--- Document passage ---
--- START ---

6. You've introduced characters like Killer Croc, Power Girl, and of course Jason Todd. Can you pick a favorite and why?
Probably Firestorm, of the characters I've created. I had the most fun with him. Simply because he sort of distilled the essence of what I liked to read,b what I like about comics. He’s a character that’s both fun and serious. He has, I think, kind of a logical weight to him, not as he’s been done since I left the book, but when I was doing it I think I somehow unconsciously tapped into an archetype that is pretty powerful and I was very happy with him.
7. You've written the sci-fi novels The Midnight Dancers and Mindshifts. Do you have any plans to write more novels in the future?
I’m actually working on a YA fantasy novel set in the Cthulhu mythos world. I’m about three-quarters of the way through it and, assuming I finish it, I hope to have it published next year and it probably will be the beginning of a trilogy.
8. You've written and produced many TV shows, including but not limited to the original Law and Order and its spinoff Criminal Intent. Do you have plans to do it again or have any particular show you want to work on that you haven't?

--- END ---

--- Challenges ---
(A) Answer these questions using the comics interview excerpt:
(i) Which of the characters the interviewee created is named as a favorite?
(ii) What kind of novel is the interviewee currently working on, and in what world is it set?
(iii) About how far along in that novel is the interviewee?
(B) Copy the comics interview excerpt word for word, from "7. You've written" to "that you haven't?".
(C) Continue the comics interview excerpt from where it stops.

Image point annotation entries
--- START ---

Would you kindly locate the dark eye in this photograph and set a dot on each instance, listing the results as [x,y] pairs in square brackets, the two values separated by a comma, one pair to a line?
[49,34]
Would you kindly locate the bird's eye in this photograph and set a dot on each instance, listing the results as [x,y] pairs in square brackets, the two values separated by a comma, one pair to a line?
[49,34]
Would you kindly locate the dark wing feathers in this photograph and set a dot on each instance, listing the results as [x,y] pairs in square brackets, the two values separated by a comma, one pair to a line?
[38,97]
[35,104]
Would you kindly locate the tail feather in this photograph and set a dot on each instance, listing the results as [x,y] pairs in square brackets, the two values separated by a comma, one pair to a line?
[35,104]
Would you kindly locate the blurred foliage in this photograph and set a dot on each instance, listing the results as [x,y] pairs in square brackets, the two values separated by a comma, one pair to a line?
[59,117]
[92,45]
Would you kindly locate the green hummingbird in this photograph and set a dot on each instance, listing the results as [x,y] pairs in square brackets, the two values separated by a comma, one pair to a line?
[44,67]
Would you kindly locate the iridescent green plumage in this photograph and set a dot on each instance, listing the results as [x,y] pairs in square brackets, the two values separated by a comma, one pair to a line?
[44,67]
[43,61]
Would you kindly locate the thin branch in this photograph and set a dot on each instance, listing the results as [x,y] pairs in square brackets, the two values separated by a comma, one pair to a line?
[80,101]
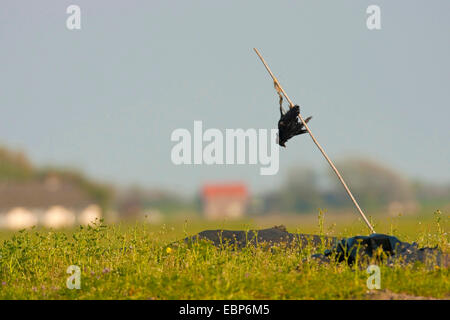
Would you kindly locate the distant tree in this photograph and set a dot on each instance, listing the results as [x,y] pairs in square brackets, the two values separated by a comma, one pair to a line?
[373,185]
[300,193]
[14,165]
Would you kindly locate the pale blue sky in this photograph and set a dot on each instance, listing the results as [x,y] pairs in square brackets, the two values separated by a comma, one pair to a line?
[106,98]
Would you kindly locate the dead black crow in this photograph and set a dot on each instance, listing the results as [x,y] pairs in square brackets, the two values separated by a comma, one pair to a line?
[289,125]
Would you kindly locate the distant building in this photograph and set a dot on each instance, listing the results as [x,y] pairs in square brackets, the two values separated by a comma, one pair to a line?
[226,200]
[51,203]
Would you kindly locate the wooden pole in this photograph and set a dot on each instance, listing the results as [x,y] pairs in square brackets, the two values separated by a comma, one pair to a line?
[317,144]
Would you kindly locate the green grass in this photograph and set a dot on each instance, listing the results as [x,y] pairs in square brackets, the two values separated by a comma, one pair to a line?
[136,262]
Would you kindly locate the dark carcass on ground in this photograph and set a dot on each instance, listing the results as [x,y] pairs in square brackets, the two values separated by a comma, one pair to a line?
[387,248]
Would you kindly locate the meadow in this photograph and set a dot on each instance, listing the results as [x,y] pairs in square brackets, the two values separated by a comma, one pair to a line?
[140,261]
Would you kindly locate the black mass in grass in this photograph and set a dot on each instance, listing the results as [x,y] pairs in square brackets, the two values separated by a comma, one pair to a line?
[289,125]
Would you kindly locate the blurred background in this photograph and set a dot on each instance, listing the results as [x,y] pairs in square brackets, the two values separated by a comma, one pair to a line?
[86,115]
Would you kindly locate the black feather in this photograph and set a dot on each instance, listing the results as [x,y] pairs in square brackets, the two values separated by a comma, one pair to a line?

--- END ---

--- Outputs in order ---
(A)
(i) Firestorm.
(ii) A YA fantasy novel set in the Cthulhu mythos world.
(iii) About three-quarters of the way through.

(B)
7. You've written the sci-fi novels The Midnight Dancers and Mindshifts. Do you have any plans to write more novels in the future?
I’m actually working on a YA fantasy novel set in the Cthulhu mythos world. I’m about three-quarters of the way through it and, assuming I finish it, I hope to have it published next year and it probably will be the beginning of a trilogy.
8. You've written and produced many TV shows, including but not limited to the original Law and Order and its spinoff Criminal Intent. Do you have plans to do it again or have any particular show you want to work on that you haven't?

(C)
No plans to do it again. I’ve basically left that part of my career behind. I accomplished what I wanted to accomplish and had a great time doing it. I enjoyed the work. Pretty much done with it now.
9. You wrote the comic strip for Star Trek. What is the biggest difference between doing a strip compared with a monthly comic?
Well, a comic strip...there are many technical differences. The main elemental difference is you’re telling compressed story, but the story is both compressed and extended. You’re telling it in small, incremental pieces, but it’s told over a period of time that goes for an extended period. So, a story that might be a ten page comic book, that would be read in five to ten minutes, is told as an extended story that takes six to eight weeks. It's a very bizarre compression and decompression of storytelling. It’s something I really enjoyed doing and I’d love to do it again.
10. You've worked on many numerous characters.Are there any that you haven’t and would like to?
Huh. There are some that I’d like to revisit. I’d enjoy doing another Batman story. I'd enjoy doing an X-Men story. Honestly, I've been very fortunate and I've gotten to do all of the characters I wanted to write. It;s hard for me to think of any that I missed!
11. If you weren't in comics, what would you be doing for a living?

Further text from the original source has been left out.